● What the exercise asks
From the line that includes "Target: ceramic planter pot" to the last line of the records, inclusive, repeat each line exactly.

++++++++++++++++++++

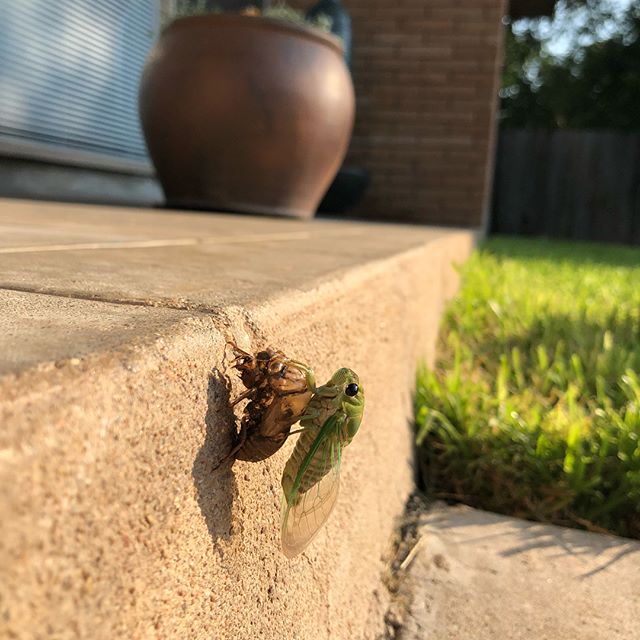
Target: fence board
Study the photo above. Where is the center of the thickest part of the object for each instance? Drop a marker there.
(583, 185)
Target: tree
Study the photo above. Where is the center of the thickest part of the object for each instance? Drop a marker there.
(595, 85)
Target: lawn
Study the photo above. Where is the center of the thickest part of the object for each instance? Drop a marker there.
(533, 407)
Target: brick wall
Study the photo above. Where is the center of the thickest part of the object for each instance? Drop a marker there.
(426, 75)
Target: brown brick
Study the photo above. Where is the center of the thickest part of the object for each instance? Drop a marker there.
(426, 74)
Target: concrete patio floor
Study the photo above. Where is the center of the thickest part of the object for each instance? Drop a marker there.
(115, 412)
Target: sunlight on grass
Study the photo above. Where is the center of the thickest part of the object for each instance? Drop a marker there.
(533, 408)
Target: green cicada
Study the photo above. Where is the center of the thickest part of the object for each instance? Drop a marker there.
(312, 474)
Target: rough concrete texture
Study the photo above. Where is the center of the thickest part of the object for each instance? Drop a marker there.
(114, 409)
(478, 575)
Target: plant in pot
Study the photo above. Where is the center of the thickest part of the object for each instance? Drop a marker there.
(249, 112)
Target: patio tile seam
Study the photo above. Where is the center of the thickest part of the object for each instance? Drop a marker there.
(131, 302)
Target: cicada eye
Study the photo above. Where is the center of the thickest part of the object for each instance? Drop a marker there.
(352, 389)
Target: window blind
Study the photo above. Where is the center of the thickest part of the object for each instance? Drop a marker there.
(69, 73)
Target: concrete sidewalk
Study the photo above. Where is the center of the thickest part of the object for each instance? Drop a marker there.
(478, 575)
(114, 412)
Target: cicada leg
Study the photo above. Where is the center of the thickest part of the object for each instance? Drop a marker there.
(241, 438)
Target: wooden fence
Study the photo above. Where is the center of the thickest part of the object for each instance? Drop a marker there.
(583, 185)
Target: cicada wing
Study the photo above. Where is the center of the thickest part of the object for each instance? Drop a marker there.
(305, 513)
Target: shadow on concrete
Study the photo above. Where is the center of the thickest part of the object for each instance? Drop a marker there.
(605, 550)
(215, 483)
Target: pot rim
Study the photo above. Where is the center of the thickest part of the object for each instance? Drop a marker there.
(258, 22)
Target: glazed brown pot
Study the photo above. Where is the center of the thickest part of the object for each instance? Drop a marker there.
(246, 114)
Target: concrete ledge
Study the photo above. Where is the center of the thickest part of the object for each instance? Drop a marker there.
(481, 576)
(114, 413)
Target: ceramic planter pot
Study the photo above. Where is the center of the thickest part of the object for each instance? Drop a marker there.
(246, 114)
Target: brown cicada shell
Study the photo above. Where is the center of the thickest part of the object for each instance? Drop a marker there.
(278, 390)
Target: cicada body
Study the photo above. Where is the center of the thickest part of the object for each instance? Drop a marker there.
(311, 476)
(279, 390)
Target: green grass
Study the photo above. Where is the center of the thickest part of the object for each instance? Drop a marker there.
(533, 408)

++++++++++++++++++++

● Result of this task
Target: ceramic planter pot
Study the photo above. Where is the center of the thickest part of the object for each instance? Drop a marker there.
(246, 114)
Target: brown cicada shell
Study the photo above. Where is the center of the thickest part of the object for each instance? Drop a marker there.
(278, 390)
Target: cicada body
Study the photo above. Where is the center of the thickest part of the object for each instance? Drop a marker there.
(311, 476)
(279, 390)
Target: green grass
Study the photo above. Where is the center of the thickest part of the object for each instance? Drop a marker there.
(533, 408)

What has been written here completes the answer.